Document segment:
Multiple alignment of protein sequences

Comparison of alignment of the same sequences by different programs

I chose 25 enolase sequences from Swiss-Prot for comparison using Crustal Omega and CrustalW. So the results of MSA can be found via the links: for the CrustalW and for the Crustal Omega. For comprasion I'd used compare_alig program (made by E. Pleshko). Output table is on a separate page.

It's clear that the most of the alignment columns have coincided, with the exceptions being only a few: 148-150, 171-176, 212-218 and another. The proportion of equally aligned positions in both alignments is 0.92%. In conclusion the alignments of these two programs practically don't differ which is logical since both programs are from one series of program — Clustal.


Structural alignment using PyMol

I made a structural alignment using align command in PyMol. For the alignment I used three PDB structures predicted by AlphaFold (taken from Swiss-Prot in UniProt): CRISPR system endoribonuclease Csm6, CRISPR type III-A/MTUBE-associated protein Csm6, endopeptidase La from PF09659 Pfam family which is named CRISPR-associated protein (Cas_Csm6).

As we can see the structures didn't coincide by 100%, but homology in individual elements can be observed (in the β-sheets and in the two central α-helixes).

Structural alignment

Fig. 1. Structural alignment of three proteins from PF09659 Pfam family.

Clustal Omega description

Clustal Omega (ClustalΩ, Clustal O) is the current standard version of the Clustal software used for multiple sequence alignment. There are five main steps.

  1. The first is pairwise alignment using the k-tuple method.
  2. After that the sequences are clustered using the modified mBed method which calculate pairwise distance using sequence embedding.
  3. Than the k-means clustering method is used.
  4. Next, the guide tree is constructed using the UPGMA method.
  5. The MSA is produced using HHAlign package from the HH-Suite, which uses two profile HMM's. A profile HMM is a linear state machine consisting of a series of nodes, each of which corresponds roughly to a column in the alignment.

Questions to answer:
• 1. For each statement, say whether it agrees with the alignment page, answering yes or no and quoting the words that decide it: (a) the structural alignment was done with the align command in PyMol; (b) the three structures in the structural alignment coincided completely; (c) in Clustal Omega the guide tree is built with the UPGMA method.
• 2. Summarize the alignment page in two sentences.
• 3. Answer these questions from the alignment page:
(a) How many enolase sequences were chosen for comparison?
(b) Who made the compare_alig program?
(c) What package produces the MSA in the last step of Clustal Omega?
The entries that come after this point were taken from a different source than the alignment page.

Extracted entries:
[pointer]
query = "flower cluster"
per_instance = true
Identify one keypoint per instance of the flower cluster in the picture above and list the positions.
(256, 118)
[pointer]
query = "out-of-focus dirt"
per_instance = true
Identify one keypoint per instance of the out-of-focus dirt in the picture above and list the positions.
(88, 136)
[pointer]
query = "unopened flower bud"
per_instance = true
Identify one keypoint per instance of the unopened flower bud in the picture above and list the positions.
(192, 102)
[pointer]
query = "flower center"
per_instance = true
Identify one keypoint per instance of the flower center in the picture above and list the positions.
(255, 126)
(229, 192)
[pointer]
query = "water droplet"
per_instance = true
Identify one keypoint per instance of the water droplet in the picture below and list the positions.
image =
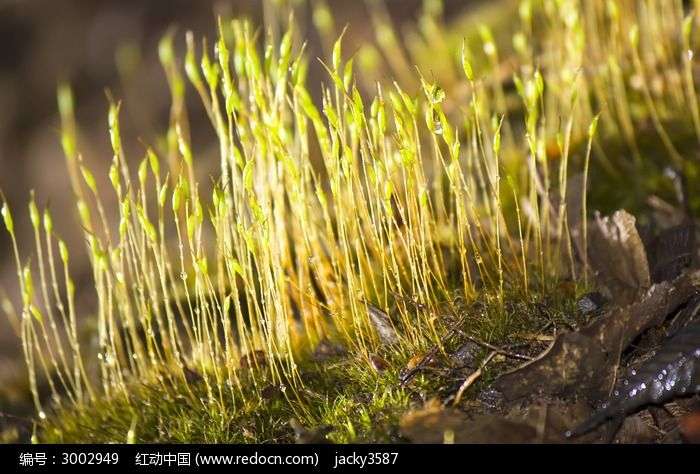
(437, 126)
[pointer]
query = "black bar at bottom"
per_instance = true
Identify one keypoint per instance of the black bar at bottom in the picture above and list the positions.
(336, 458)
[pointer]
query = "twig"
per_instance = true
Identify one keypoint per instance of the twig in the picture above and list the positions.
(496, 349)
(472, 378)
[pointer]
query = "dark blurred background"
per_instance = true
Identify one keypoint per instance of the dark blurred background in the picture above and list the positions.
(97, 46)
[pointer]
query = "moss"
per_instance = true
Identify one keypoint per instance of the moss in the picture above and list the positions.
(437, 200)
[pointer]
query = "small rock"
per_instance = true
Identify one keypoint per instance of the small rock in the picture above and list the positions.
(591, 302)
(382, 323)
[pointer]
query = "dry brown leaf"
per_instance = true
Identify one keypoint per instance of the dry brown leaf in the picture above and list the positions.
(584, 362)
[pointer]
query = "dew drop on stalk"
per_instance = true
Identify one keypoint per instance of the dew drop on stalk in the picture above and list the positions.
(437, 126)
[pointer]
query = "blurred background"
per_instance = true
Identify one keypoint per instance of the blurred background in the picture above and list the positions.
(99, 46)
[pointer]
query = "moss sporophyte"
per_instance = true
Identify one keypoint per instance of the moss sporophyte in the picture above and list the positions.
(354, 225)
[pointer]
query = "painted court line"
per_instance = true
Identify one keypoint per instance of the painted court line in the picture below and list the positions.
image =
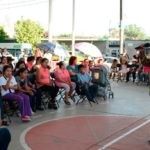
(124, 135)
(22, 136)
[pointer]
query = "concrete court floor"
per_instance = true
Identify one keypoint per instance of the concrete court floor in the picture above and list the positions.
(130, 101)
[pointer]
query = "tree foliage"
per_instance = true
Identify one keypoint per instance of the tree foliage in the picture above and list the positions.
(134, 32)
(27, 31)
(3, 34)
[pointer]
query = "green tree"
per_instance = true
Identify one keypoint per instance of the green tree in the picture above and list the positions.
(134, 32)
(27, 31)
(3, 34)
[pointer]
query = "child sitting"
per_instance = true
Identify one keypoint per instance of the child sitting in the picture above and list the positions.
(87, 87)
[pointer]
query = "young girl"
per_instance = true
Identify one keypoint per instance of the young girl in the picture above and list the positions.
(8, 86)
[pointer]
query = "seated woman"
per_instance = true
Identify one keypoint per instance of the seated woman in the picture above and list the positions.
(113, 69)
(124, 69)
(86, 65)
(45, 84)
(5, 138)
(8, 87)
(26, 87)
(30, 62)
(87, 87)
(73, 68)
(62, 79)
(19, 65)
(37, 64)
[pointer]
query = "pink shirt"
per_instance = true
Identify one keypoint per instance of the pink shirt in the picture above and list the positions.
(61, 74)
(44, 76)
(146, 69)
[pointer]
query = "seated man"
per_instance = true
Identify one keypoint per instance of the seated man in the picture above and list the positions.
(87, 87)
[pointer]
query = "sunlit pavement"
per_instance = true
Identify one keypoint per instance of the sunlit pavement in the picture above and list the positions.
(121, 123)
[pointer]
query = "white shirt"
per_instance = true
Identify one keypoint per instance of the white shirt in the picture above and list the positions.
(3, 81)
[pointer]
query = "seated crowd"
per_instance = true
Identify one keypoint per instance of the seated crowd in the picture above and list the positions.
(28, 80)
(134, 70)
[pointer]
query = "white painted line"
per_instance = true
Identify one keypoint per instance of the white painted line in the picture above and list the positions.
(124, 135)
(22, 136)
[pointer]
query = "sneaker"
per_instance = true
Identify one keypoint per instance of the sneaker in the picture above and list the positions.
(25, 118)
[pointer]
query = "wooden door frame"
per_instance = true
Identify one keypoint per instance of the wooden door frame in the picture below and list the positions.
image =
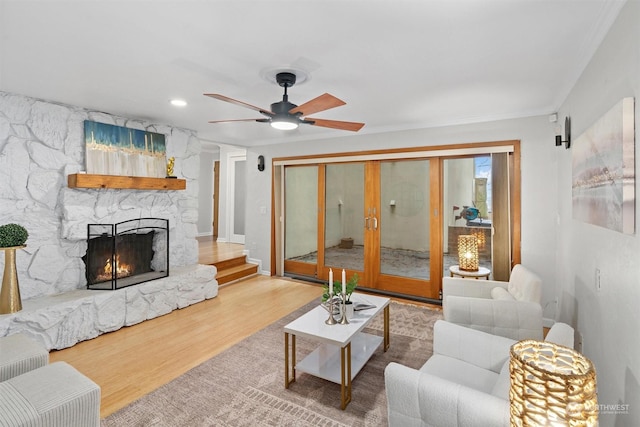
(216, 198)
(440, 151)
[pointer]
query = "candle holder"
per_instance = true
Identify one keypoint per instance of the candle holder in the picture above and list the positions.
(331, 320)
(344, 320)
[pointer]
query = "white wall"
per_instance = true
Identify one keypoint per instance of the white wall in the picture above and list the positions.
(608, 320)
(205, 192)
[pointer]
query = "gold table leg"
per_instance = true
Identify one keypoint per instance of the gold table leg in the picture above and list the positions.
(345, 385)
(288, 380)
(386, 328)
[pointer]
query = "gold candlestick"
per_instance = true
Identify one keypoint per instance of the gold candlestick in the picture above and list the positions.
(10, 301)
(344, 320)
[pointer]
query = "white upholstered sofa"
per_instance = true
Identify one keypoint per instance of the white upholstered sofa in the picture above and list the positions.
(510, 309)
(465, 383)
(34, 393)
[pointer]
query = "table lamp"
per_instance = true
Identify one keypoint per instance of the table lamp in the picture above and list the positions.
(468, 252)
(551, 385)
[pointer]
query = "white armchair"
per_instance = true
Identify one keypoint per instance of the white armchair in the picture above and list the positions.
(510, 309)
(465, 383)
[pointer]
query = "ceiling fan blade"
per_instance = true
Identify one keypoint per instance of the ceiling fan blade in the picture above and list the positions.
(336, 124)
(321, 103)
(240, 103)
(237, 120)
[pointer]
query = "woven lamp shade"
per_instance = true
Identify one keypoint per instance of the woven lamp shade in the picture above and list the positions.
(468, 252)
(551, 385)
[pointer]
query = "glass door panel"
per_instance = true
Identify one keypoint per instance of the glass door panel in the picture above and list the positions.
(404, 219)
(344, 204)
(301, 224)
(467, 207)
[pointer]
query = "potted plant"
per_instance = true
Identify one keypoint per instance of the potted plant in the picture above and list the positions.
(12, 237)
(351, 285)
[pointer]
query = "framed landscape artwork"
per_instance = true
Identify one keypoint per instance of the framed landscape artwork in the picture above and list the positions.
(116, 150)
(603, 178)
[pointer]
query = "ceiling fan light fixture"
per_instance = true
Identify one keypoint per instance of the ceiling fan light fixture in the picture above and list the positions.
(284, 123)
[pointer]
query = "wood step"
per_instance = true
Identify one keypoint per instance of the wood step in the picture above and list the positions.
(236, 272)
(231, 262)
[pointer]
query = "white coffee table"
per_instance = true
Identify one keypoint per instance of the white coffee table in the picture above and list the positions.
(343, 350)
(482, 272)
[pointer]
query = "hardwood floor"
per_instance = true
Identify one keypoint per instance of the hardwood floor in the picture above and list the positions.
(212, 251)
(135, 360)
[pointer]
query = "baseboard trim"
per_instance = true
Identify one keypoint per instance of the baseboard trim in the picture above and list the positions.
(547, 323)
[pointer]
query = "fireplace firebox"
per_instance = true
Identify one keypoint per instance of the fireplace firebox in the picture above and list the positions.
(126, 253)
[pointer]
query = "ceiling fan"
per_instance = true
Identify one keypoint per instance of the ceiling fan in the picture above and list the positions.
(286, 116)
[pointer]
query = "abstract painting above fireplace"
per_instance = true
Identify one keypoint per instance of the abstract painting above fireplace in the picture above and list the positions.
(126, 253)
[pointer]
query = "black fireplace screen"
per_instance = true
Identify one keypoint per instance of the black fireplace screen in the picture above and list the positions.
(126, 253)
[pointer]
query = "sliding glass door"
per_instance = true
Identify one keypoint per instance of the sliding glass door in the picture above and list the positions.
(395, 222)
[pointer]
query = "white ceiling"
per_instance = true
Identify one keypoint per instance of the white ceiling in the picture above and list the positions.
(397, 64)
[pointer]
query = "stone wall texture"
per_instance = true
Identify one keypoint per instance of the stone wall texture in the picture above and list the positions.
(41, 143)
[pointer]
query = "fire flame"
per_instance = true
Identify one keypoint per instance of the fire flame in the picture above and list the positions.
(122, 269)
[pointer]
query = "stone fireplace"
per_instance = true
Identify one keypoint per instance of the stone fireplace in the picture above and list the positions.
(41, 144)
(127, 253)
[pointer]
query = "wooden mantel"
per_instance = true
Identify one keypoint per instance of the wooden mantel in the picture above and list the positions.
(82, 180)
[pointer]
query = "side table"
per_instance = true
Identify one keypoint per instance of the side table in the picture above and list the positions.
(482, 272)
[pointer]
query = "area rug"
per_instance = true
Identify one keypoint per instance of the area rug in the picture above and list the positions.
(244, 386)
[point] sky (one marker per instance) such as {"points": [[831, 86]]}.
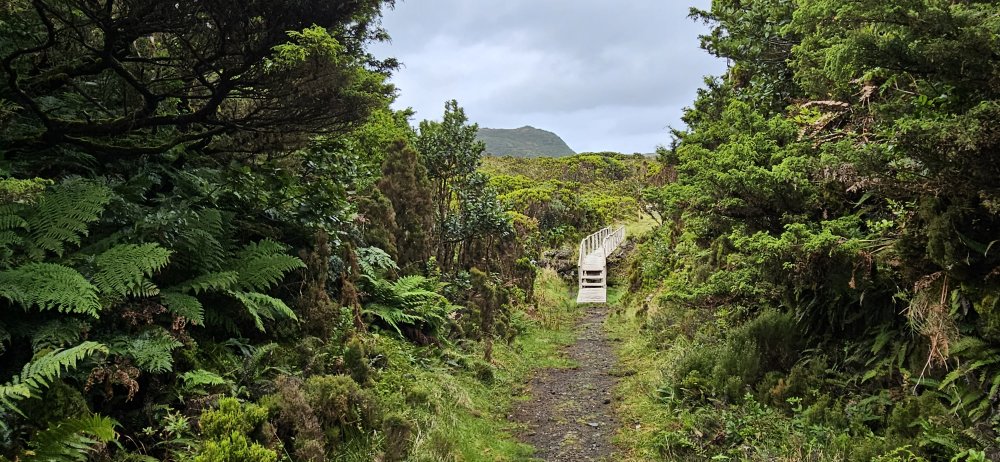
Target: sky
{"points": [[605, 75]]}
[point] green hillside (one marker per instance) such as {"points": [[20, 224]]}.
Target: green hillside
{"points": [[526, 141]]}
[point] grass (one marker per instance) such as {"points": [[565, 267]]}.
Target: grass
{"points": [[640, 368], [460, 413]]}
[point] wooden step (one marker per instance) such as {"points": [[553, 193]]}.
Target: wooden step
{"points": [[592, 295]]}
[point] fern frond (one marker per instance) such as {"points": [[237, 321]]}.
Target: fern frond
{"points": [[49, 286], [201, 378], [197, 237], [373, 261], [152, 351], [122, 269], [209, 282], [262, 307], [38, 374], [10, 220], [72, 439], [4, 338], [263, 264], [57, 334], [391, 316], [63, 213], [185, 306]]}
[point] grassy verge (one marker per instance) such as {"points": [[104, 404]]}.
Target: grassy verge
{"points": [[456, 404], [640, 369]]}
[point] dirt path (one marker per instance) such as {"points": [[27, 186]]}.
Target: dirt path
{"points": [[569, 416]]}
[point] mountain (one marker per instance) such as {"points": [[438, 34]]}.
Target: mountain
{"points": [[526, 141]]}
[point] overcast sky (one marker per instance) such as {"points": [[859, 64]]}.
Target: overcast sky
{"points": [[605, 75]]}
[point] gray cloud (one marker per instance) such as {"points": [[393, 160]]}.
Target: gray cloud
{"points": [[604, 75]]}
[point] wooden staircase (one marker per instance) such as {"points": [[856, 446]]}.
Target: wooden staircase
{"points": [[593, 264]]}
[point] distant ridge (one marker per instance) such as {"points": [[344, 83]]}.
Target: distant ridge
{"points": [[526, 141]]}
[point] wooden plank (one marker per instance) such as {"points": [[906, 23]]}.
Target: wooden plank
{"points": [[592, 295]]}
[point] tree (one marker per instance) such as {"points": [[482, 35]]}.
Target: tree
{"points": [[451, 153], [404, 182], [114, 80]]}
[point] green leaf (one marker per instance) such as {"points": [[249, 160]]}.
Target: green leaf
{"points": [[122, 269], [262, 307], [263, 264], [185, 306], [152, 350], [73, 439], [64, 212], [217, 282], [39, 373], [49, 286]]}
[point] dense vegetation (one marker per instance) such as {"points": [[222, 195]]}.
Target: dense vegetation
{"points": [[526, 141], [567, 198], [825, 283], [218, 243]]}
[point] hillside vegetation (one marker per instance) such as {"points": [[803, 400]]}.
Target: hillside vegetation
{"points": [[825, 284], [570, 197], [219, 243], [526, 141]]}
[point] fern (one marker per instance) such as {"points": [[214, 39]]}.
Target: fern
{"points": [[185, 306], [122, 269], [209, 282], [63, 213], [198, 380], [38, 374], [391, 316], [57, 334], [4, 338], [410, 300], [49, 286], [152, 350], [373, 261], [10, 220], [262, 307], [72, 439], [263, 264], [10, 217]]}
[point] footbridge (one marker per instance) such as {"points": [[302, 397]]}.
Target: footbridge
{"points": [[594, 251]]}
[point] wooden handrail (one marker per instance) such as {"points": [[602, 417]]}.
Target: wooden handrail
{"points": [[602, 243]]}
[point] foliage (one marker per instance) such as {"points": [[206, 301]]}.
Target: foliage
{"points": [[833, 180], [40, 372], [71, 439]]}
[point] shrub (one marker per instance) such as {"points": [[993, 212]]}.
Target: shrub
{"points": [[398, 437], [235, 448], [232, 417], [343, 408]]}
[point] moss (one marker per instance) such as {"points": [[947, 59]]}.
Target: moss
{"points": [[356, 361], [232, 417], [235, 448], [398, 437], [343, 407]]}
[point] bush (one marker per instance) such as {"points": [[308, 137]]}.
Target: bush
{"points": [[232, 417], [343, 408], [769, 342], [235, 448], [398, 437], [226, 430]]}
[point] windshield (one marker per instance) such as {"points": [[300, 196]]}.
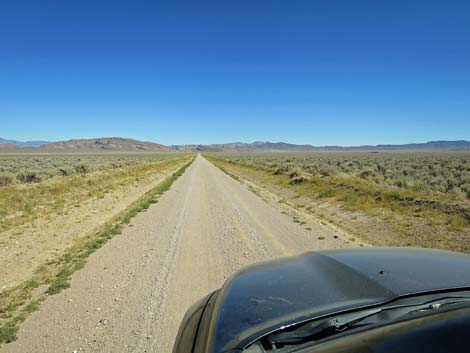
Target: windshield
{"points": [[287, 339]]}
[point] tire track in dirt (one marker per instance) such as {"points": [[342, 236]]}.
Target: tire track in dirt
{"points": [[133, 292]]}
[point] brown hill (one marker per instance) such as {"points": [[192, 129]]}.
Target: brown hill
{"points": [[102, 144]]}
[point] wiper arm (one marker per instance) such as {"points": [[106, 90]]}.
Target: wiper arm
{"points": [[315, 330]]}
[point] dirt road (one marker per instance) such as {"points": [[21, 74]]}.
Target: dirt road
{"points": [[133, 292]]}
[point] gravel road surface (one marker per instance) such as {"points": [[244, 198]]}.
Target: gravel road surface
{"points": [[133, 292]]}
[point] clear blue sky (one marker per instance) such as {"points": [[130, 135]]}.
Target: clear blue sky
{"points": [[313, 71]]}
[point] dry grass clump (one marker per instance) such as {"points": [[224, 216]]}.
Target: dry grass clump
{"points": [[34, 168], [32, 197]]}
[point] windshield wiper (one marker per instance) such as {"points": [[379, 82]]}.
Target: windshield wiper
{"points": [[316, 330]]}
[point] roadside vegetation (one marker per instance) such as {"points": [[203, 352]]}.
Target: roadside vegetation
{"points": [[18, 168], [418, 199], [52, 277], [42, 190]]}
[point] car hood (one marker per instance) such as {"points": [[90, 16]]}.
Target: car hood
{"points": [[264, 297]]}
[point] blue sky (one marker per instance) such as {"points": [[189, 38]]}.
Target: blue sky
{"points": [[319, 72]]}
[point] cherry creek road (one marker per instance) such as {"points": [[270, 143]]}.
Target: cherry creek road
{"points": [[134, 291]]}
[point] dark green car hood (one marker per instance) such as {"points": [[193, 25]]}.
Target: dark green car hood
{"points": [[264, 297]]}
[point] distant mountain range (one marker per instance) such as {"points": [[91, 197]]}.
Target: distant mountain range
{"points": [[22, 144], [125, 144], [282, 146]]}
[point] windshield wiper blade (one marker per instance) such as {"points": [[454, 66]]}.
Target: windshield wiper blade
{"points": [[315, 330]]}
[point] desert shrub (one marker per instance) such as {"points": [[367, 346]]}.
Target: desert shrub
{"points": [[65, 171], [82, 168], [6, 178]]}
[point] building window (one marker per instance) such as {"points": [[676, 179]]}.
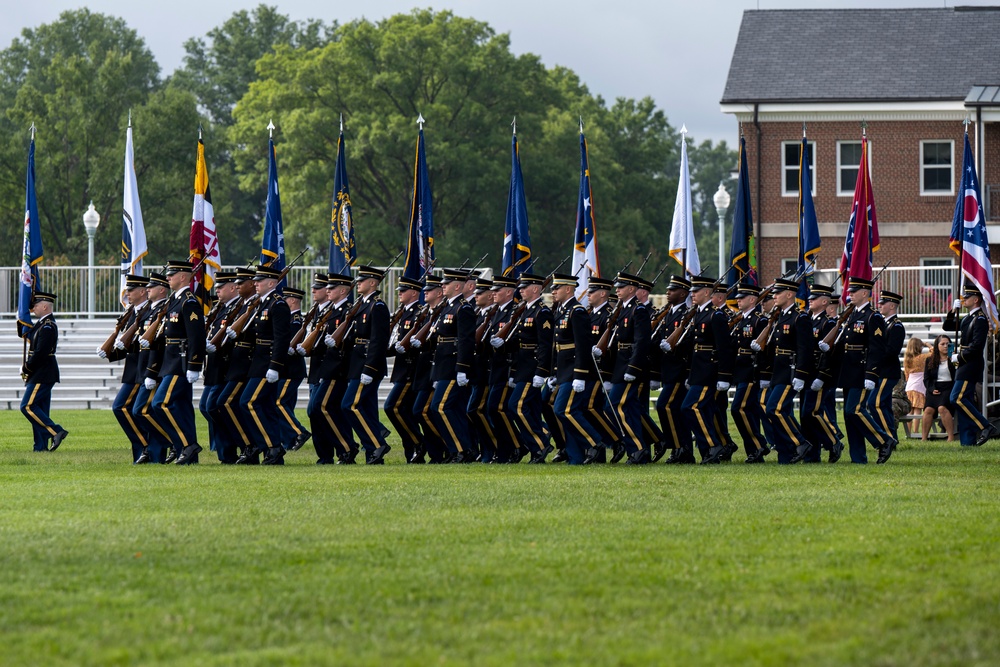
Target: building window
{"points": [[936, 160], [848, 162], [790, 167]]}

Answers to the tasks:
• 1.
(a) Yes: "I made a structural alignment using align command in PyMol."
(b) No: "the structures didn't coincide by 100%"
(c) Yes: "the guide tree is constructed using the UPGMA method."

• 2. Twenty-five enolase sequences from Swiss-Prot were aligned with two programs from the Clustal series, and most columns matched, with only a few exceptions. A PyMol structural alignment of three AlphaFold-predicted structures from the PF09659 Pfam family did not match completely but showed similarity in the β-sheets and the two central α-helices, and Clustal Omega is described as working in five main steps.

• 3.
(a) 25.
(b) E. Pleshko.
(c) The HHAlign package from the HH-Suite.